- [Vorliegender Text]
Jacqueline Reddington denkt Ernst Jüngers Zukunftsroman »Gläserne Bienen« in die Gegenwart weiter.

Marcel Herrnsdorf (l.) und Nick Romeo Reimann (r.) schleusenKjell Brutscheidt durchs Labor| © Federico Pedrotti

Zwei cleane Jungs tanzen Disco: blütenweiße Hosen, wiesengrüne Hemden, blinkende Sneakersohlen. Der Soundtrack unter ihren exakten Bewegungen ist »Stayin’ Alive« von den Bee Gees aus den späten Siebzigern. Der Titel des Abends ist »Gläserne Bienen« und reicht noch zwei Jahrzehnte weiter zurück, als Ernst Jünger 1957 in seinem Roman gleichen Namens den Ex-Rittmeister Richard auf Jobsuche in die mysteriösen Zapparoni-Werke schickte, wo man nach Kriegsende auf neue Weise Aufrüstung betreibt. Die dort entstehende Automatenwelt zwischen Nanotechnologie und humanoiden Marionetten haben Jacqueline Reddington (Regie) und Lüder Wilcke (Dramaturgie) mit Details aus dem Silicon Valley angereichert. Heraus kommt ein dystopischer Mix aus dem, was technischer Machbarkeits- und Kontrollwahn im Verbund mitökonomischen Interessen ausrichten kann.

Einträge zur Beschriftung von Bildpositionen
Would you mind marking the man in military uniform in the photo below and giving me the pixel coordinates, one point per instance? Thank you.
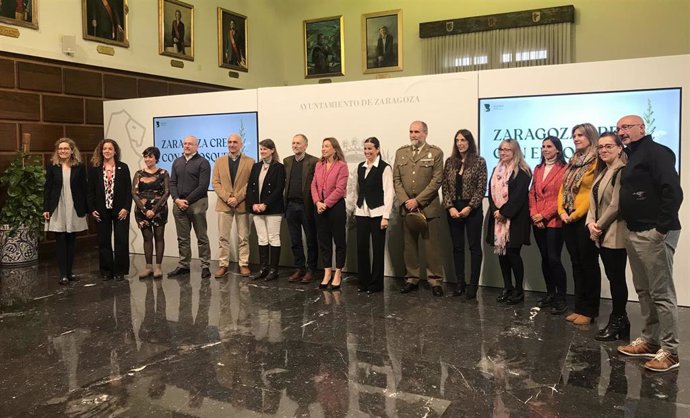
(417, 175)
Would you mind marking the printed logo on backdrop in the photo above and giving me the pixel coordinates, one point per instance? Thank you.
(531, 119)
(356, 103)
(126, 131)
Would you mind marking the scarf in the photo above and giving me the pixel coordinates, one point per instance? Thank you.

- [Aufgabe A] Wer ist laut der Kritik zu »Gläserne Bienen« für die Dramaturgie zuständig?
- [Aufgabe B] Zähle alle Kleidungsstücke auf, die die beiden tanzenden Jungs in der Kritik zu »Gläserne Bienen« tragen, jeweils mit ihrer Beschreibung.

- [Richtige Lösung A] Lüder Wilcke

- [Richtige Lösung B] blütenweiße Hosen, wiesengrüne Hemden, blinkende Sneakersohlen